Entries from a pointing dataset
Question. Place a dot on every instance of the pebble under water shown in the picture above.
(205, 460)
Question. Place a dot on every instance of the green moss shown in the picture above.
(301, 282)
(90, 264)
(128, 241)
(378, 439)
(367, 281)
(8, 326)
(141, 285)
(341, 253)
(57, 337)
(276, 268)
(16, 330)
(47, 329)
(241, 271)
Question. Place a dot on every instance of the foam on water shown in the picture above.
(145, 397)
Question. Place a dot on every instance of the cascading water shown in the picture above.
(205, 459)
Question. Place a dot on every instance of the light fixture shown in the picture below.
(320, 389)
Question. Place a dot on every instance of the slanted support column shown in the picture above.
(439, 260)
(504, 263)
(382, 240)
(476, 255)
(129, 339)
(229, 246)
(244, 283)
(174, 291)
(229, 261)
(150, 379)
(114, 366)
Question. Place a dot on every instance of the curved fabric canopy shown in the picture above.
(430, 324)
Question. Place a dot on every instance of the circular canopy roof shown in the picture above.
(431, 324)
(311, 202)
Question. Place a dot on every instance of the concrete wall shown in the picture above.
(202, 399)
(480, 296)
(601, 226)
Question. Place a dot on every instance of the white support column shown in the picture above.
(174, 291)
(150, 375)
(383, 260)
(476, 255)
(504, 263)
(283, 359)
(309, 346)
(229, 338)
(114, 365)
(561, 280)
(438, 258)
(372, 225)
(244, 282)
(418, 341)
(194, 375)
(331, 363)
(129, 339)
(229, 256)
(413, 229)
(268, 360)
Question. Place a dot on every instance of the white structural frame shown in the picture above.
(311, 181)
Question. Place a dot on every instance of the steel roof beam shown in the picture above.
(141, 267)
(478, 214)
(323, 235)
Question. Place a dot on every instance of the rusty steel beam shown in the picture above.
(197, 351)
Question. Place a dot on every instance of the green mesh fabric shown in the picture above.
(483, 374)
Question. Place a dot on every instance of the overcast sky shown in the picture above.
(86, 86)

### Problem statement:
Please quote nothing but the lines from the line with "Question. Place a dot on every instance of the foam" through the end of the data above, exactly as written, ends included.

### Written solution:
Question. Place a dot on every instance of the foam on water shown in the picture above.
(145, 397)
Question. Place a dot on every instance of the cascading water shown in the picture above.
(205, 459)
Question. Place a dot on every instance of the light fixture shown in the picture below.
(320, 389)
Question. Place a dot on every instance of the slanted support column shown in the picture above.
(439, 260)
(504, 263)
(382, 240)
(476, 255)
(129, 339)
(229, 246)
(244, 283)
(174, 291)
(229, 261)
(150, 379)
(114, 366)
Question. Place a dot on every instance of the curved fabric canopy shown in the picture above.
(430, 324)
Question. Place a dot on every instance of the circular canopy roof shown in the picture above.
(431, 324)
(311, 202)
Question. Place a dot on every instance of the concrete wall shown in the picture above.
(202, 399)
(480, 296)
(601, 226)
Question. Place a dot on every instance of the white support column shown in the picture above.
(174, 291)
(150, 375)
(383, 260)
(476, 255)
(504, 263)
(283, 359)
(309, 346)
(229, 338)
(114, 365)
(561, 280)
(438, 258)
(372, 225)
(244, 282)
(418, 341)
(194, 375)
(331, 363)
(129, 339)
(229, 256)
(413, 229)
(268, 360)
Question. Place a dot on every instance of the white structural frame shown in the picture above.
(311, 181)
Question. Place a dot on every instance of the steel roof beam shown in the picture above.
(141, 267)
(478, 214)
(323, 235)
Question. Place a dot on every instance of the rusty steel beam shown in the picture above.
(197, 351)
Question. Place a dot on every instance of the green mesh fabric shown in the picture above.
(483, 374)
Question. Place a dot on every instance of the overcast sky shown in the picture above.
(86, 86)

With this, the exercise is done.